» **Aim of the exercise**
Render these rows as a Markdown table with the columns Row and Line, numbering each row and leaving out any blank lines.

(Excerpts of bounding box data)
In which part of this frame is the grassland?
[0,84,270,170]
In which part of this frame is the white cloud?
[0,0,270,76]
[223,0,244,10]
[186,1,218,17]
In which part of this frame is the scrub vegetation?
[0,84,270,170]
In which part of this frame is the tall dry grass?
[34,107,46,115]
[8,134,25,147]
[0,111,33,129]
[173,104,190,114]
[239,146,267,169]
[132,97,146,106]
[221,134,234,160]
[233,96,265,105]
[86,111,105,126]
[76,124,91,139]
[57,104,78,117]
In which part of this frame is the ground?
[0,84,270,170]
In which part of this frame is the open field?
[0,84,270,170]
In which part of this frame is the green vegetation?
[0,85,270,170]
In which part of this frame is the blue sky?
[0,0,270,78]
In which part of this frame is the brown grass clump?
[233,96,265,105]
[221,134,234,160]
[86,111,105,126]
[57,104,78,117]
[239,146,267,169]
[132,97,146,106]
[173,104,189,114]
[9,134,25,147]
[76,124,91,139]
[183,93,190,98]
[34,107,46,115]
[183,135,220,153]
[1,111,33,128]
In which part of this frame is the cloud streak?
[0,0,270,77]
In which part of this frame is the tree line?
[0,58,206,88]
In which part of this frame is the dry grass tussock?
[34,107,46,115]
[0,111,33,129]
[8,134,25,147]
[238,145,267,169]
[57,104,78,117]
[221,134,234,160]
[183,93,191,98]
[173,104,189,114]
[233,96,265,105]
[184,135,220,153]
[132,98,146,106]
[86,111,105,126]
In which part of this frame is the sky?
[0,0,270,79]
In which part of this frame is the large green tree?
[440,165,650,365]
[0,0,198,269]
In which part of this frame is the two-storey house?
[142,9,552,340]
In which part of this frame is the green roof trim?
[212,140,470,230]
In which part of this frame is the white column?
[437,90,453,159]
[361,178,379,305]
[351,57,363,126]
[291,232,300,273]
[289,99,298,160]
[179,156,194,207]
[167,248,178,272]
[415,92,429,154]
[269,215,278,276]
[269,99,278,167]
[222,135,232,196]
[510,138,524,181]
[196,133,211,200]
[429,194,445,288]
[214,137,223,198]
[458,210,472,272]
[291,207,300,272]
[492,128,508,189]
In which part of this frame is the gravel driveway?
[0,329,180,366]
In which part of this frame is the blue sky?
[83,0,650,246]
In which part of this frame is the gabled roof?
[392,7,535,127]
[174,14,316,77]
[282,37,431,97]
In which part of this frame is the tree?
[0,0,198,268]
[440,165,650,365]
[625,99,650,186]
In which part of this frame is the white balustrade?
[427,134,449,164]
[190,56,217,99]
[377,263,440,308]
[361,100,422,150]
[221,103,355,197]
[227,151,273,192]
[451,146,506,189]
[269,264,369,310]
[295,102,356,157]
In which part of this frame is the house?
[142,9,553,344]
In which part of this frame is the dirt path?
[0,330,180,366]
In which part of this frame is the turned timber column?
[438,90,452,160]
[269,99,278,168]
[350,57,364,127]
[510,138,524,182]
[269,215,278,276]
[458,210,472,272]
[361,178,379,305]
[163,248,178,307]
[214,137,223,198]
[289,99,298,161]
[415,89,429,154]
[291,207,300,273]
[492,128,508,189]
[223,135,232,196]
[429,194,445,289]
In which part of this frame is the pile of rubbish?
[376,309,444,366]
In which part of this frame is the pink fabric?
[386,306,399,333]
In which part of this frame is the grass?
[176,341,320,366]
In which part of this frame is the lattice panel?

» **The reply**
| Row | Line |
|---|---|
| 1 | In which part of this frame is the grassland? |
| 2 | [0,84,270,170] |
| 3 | In which part of this frame is the white cloud? |
| 4 | [0,0,270,76] |
| 5 | [223,0,244,10] |
| 6 | [186,1,218,17] |
| 7 | In which part of this frame is the scrub vegetation? |
| 8 | [0,84,270,170] |
| 9 | In which part of this frame is the tall dry grass? |
| 10 | [34,107,46,115] |
| 11 | [8,134,25,147] |
| 12 | [0,111,33,129] |
| 13 | [173,104,190,114] |
| 14 | [239,146,267,169] |
| 15 | [132,97,146,106] |
| 16 | [221,134,234,160] |
| 17 | [233,96,265,105] |
| 18 | [86,111,105,126] |
| 19 | [76,124,91,139] |
| 20 | [57,104,78,117] |
| 21 | In which part of this frame is the ground? |
| 22 | [0,84,270,170] |
| 23 | In which part of this frame is the open field? |
| 24 | [0,84,270,170] |
| 25 | In which part of this frame is the green vegetation? |
| 26 | [0,85,270,170] |
| 27 | In which part of this frame is the blue sky? |
| 28 | [0,0,270,78] |
| 29 | In which part of this frame is the brown grass clump? |
| 30 | [233,96,265,105] |
| 31 | [221,134,234,160] |
| 32 | [86,111,105,126] |
| 33 | [57,104,78,117] |
| 34 | [239,146,267,169] |
| 35 | [132,97,146,106] |
| 36 | [173,104,189,114] |
| 37 | [9,134,25,147] |
| 38 | [76,124,91,139] |
| 39 | [183,93,190,98] |
| 40 | [34,107,46,115] |
| 41 | [183,135,220,153] |
| 42 | [1,111,33,128] |
| 43 | In which part of this frame is the cloud streak? |
| 44 | [0,0,270,77] |
| 45 | In which part of this frame is the tree line? |
| 46 | [0,58,206,88] |
| 47 | In which part of this frame is the dry grass tussock? |
| 48 | [34,107,46,115] |
| 49 | [0,111,33,129] |
| 50 | [8,134,25,147] |
| 51 | [238,145,267,169] |
| 52 | [57,104,78,117] |
| 53 | [221,134,234,160] |
| 54 | [183,93,191,98] |
| 55 | [173,104,189,114] |
| 56 | [233,96,265,105] |
| 57 | [184,135,220,153] |
| 58 | [132,98,146,106] |
| 59 | [86,111,105,126] |
| 60 | In which part of this frame is the sky? |
| 61 | [0,0,270,79] |
| 62 | In which part of this frame is the large green tree? |
| 63 | [440,165,650,365] |
| 64 | [0,0,198,269] |
| 65 | In which part of this frame is the two-storey house? |
| 66 | [142,9,552,340] |
| 67 | In which part of this frame is the green roof trim? |
| 68 | [212,140,470,230] |
| 69 | In which part of this frame is the white column? |
| 70 | [437,90,453,159] |
| 71 | [361,178,379,305] |
| 72 | [351,57,363,126] |
| 73 | [291,232,300,273] |
| 74 | [289,99,298,160] |
| 75 | [179,156,194,207] |
| 76 | [167,248,178,272] |
| 77 | [415,92,429,154] |
| 78 | [269,215,278,276] |
| 79 | [269,99,278,167] |
| 80 | [222,135,232,196] |
| 81 | [510,138,524,181] |
| 82 | [196,133,211,200] |
| 83 | [429,194,445,288] |
| 84 | [214,137,223,198] |
| 85 | [458,210,472,272] |
| 86 | [291,207,300,272] |
| 87 | [492,128,508,189] |
| 88 | In which part of this frame is the gravel driveway? |
| 89 | [0,329,180,366] |
| 90 | In which part of this frame is the blue sky? |
| 91 | [83,0,650,246] |
| 92 | In which part of this frame is the gabled roof? |
| 93 | [392,7,535,127] |
| 94 | [174,14,316,77] |
| 95 | [282,37,431,97] |
| 96 | In which part of this frame is the tree? |
| 97 | [0,0,198,268] |
| 98 | [440,165,650,365] |
| 99 | [625,99,650,186] |
| 100 | In which part of this frame is the white balustrade? |
| 101 | [427,134,449,164] |
| 102 | [190,56,217,99] |
| 103 | [377,263,440,308] |
| 104 | [361,100,422,150] |
| 105 | [221,103,355,197] |
| 106 | [227,151,273,192] |
| 107 | [451,146,506,189] |
| 108 | [269,264,369,310] |
| 109 | [295,102,356,157] |
| 110 | In which part of this frame is the house? |
| 111 | [142,9,553,344] |
| 112 | In which part of this frame is the dirt path? |
| 113 | [0,330,180,366] |
| 114 | In which part of this frame is the turned timber column? |
| 115 | [438,90,452,160] |
| 116 | [269,99,278,168] |
| 117 | [350,57,364,127] |
| 118 | [510,138,524,182] |
| 119 | [269,215,278,276] |
| 120 | [458,210,472,272] |
| 121 | [361,178,379,305] |
| 122 | [163,248,178,307] |
| 123 | [214,137,223,198] |
| 124 | [289,99,298,161] |
| 125 | [415,89,429,154] |
| 126 | [291,207,300,273] |
| 127 | [492,128,508,189] |
| 128 | [223,135,232,196] |
| 129 | [429,194,445,289] |
| 130 | In which part of this frame is the pile of rubbish? |
| 131 | [376,309,444,366] |
| 132 | In which part of this frame is the pink fabric? |
| 133 | [386,306,399,333] |
| 134 | In which part of this frame is the grass? |
| 135 | [176,341,320,366] |
| 136 | In which part of this frame is the lattice panel? |